[Named-object pointing records]
- - -
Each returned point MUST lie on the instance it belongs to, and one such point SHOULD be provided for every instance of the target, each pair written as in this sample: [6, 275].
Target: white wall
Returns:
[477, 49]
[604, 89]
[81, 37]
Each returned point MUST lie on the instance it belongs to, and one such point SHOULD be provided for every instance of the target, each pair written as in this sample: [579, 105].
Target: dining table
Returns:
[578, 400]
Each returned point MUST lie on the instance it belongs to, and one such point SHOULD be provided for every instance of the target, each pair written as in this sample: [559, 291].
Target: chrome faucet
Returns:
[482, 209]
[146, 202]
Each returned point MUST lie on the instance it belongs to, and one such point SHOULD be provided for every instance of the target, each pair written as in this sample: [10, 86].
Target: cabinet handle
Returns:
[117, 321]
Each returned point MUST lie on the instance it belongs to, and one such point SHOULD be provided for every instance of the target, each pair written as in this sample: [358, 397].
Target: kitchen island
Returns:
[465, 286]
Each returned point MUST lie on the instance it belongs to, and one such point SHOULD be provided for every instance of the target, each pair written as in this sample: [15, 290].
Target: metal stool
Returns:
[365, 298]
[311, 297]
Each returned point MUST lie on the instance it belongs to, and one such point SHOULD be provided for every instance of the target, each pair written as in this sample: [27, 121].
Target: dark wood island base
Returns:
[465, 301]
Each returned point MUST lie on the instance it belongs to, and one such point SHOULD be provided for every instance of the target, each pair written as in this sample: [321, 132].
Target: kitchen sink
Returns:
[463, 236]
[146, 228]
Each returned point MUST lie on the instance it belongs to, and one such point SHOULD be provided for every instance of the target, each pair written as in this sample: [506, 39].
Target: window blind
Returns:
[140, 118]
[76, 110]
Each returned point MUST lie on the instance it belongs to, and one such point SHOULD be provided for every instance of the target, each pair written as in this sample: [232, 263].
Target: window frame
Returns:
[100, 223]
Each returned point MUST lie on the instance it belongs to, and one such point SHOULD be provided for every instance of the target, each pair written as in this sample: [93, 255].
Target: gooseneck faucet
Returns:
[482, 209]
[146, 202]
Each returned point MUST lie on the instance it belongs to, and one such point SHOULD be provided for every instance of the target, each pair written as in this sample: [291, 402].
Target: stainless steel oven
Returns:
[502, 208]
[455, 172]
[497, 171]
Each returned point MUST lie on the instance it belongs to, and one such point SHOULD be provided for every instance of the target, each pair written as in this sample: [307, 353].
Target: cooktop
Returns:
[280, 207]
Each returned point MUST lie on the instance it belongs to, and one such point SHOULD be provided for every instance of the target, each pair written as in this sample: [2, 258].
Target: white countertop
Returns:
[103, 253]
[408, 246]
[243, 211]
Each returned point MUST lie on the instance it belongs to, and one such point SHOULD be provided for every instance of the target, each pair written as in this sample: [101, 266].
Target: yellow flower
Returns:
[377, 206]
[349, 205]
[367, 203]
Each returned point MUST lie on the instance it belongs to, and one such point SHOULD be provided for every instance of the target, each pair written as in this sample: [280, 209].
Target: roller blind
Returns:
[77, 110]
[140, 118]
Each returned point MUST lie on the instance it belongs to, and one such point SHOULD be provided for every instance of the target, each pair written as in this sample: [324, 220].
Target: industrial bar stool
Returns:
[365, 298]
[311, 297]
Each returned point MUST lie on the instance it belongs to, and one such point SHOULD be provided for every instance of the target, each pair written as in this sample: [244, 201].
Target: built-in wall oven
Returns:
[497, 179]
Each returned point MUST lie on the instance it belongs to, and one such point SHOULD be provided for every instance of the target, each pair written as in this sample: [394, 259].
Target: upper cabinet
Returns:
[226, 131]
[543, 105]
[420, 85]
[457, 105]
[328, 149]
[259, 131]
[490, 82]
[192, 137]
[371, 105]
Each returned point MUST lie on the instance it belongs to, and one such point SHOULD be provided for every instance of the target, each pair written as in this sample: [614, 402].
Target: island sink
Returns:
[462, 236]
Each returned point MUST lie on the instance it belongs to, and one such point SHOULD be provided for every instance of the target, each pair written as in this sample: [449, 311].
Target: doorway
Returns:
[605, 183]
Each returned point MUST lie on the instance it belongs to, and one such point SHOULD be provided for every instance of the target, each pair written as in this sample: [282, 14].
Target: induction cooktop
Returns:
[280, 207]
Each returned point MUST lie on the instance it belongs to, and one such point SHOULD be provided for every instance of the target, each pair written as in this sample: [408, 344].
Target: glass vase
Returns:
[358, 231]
- - -
• Problem requirements: Give a word-for-word copy of the records.

• Worked answer:
Each returned point MUST lie on the instance it belongs to, and one such point SHOULD be provided for every instance of the target, each pair written as in this sample: [6, 275].
Target: white wall
Returns:
[477, 49]
[604, 89]
[81, 37]
Each returned point MUST lie on the instance it belongs to, and one such point SHOULD be provided for every instance of the target, each pair written as in this sample: [579, 105].
Target: dining table
Returns:
[578, 400]
Each returned point MUST lie on the instance it belongs to, and one such point SHOULD be provided for every instance of the target, each pair written as in this sample: [559, 291].
Target: chrome faucet
Returns:
[482, 209]
[146, 202]
Each returned point MUST lie on the instance it belongs to, and one such point SHOULD be provided for every instance of the target, each pair written as in this sample: [10, 86].
Target: cabinet handle
Returns:
[117, 321]
Each returned point MUST lie on the instance it belongs to, and one such point SHOULD be provided for every instance of the target, each pair written as in this sample: [358, 397].
Target: kitchen island
Returns:
[465, 286]
Each returned point MUST lie on the instance it belongs to, and one such point SHOULD be provided for every instance of the target, each pair written as in this sample: [15, 290].
Target: metal stool
Returns:
[365, 298]
[311, 297]
Each returned point MUST lie on the instance it belongs to, and one such point SHOULD be provided for every instance of the target, each pair written as in this sample: [27, 121].
Target: dark wood island base
Returns:
[465, 301]
Each returned point MUST lie on the instance it belongs to, and one such point SHOULD be provided for every instance of the target, each pair written as in this sample: [321, 132].
Target: kitchen sink
Returns:
[463, 236]
[146, 228]
Each returned point MUST lie on the instance it belongs to, and one such point SHOULD be provided for every instance of the target, each pair written as in this sample: [506, 39].
Target: window blind
Returns:
[140, 118]
[76, 110]
Each returned point MUST lie on the instance it belongs to, and one such point SHOULD be provided for every instance of the target, each pair written as in this sample: [232, 263].
Target: window frame
Returns:
[100, 223]
Each returned point MUST lie on the instance it belongs to, and one such point SHOULD be provided for every instance of the target, each pair written as in this sample: [93, 255].
Target: gooseneck faucet
Returns:
[482, 209]
[146, 202]
Each returned point MUST lie on the instance it belongs to, and one such point SHOULD be provided for every instance of the target, each pair written as in this sample: [291, 402].
Target: stainless steel oven
Returns:
[502, 208]
[455, 172]
[497, 171]
Each returned point MUST lie on the instance it belongs to, and one such point SHOULD be provided for every instance of the target, each pair written as in this sample: [307, 353].
Target: cooktop
Returns:
[280, 207]
Each returned point MUST lie on the instance it belongs to, and one such point SHOULD be provided for every instance of the target, each pair written as in this sample: [2, 258].
Target: white countertop
Returns:
[103, 253]
[408, 246]
[243, 211]
Each returned point MUST lie on the instance it belongs to, and one such point SHOULD be provided for every instance of the target, each pair written as in this sample: [101, 266].
Target: yellow flower
Returns:
[377, 206]
[349, 205]
[367, 203]
Each returned point MUST lie on the instance it belongs to, and one such point SHOULD be provided for every instance of the target, each pair written as in this sample: [280, 209].
Target: roller blind
Returns:
[77, 110]
[140, 118]
Each returned point MUST lie on the instance it belongs to, and one such point SHOULD be provided for every instance of the target, each pair written as in this sample: [324, 220].
Target: industrial bar stool
Returns:
[365, 298]
[311, 297]
Each returned point MUST lie on the instance it belongs to, and one such point SHOULD be provided for every instance of the target, each pair written as in this sample: [244, 201].
Target: built-in wall oven
Returns:
[497, 179]
Each returned point MUST lie on the instance it belongs to, and one such point SHOULD be provided for every instance of the target, each pair written as in this sample: [394, 259].
Target: upper cabinet
Returns:
[226, 131]
[543, 105]
[420, 85]
[457, 105]
[328, 149]
[259, 131]
[490, 82]
[192, 137]
[371, 105]
Each returned point MUST lie on the instance it belongs to, and one such point SHOULD be provided for every instance of the target, each pair written as in this sample: [614, 402].
Target: island sink
Returns:
[462, 236]
Each returned point MUST lie on the instance it belongs to, and one such point SHOULD be provided for every instance of the target, each pair written as in this sample: [449, 311].
Target: doorway
Returns:
[605, 183]
Each returned point MUST lie on the instance it belongs to, and one such point SHOULD be provided for every instance of the target, each pair written as in this sample: [282, 14].
Target: induction cooktop
Returns:
[280, 207]
Each returned point MUST lie on the instance it belongs to, and one such point SHOULD be provided for every instance of the target, each pair written as in this sample: [408, 344].
Target: glass vase
Returns:
[358, 231]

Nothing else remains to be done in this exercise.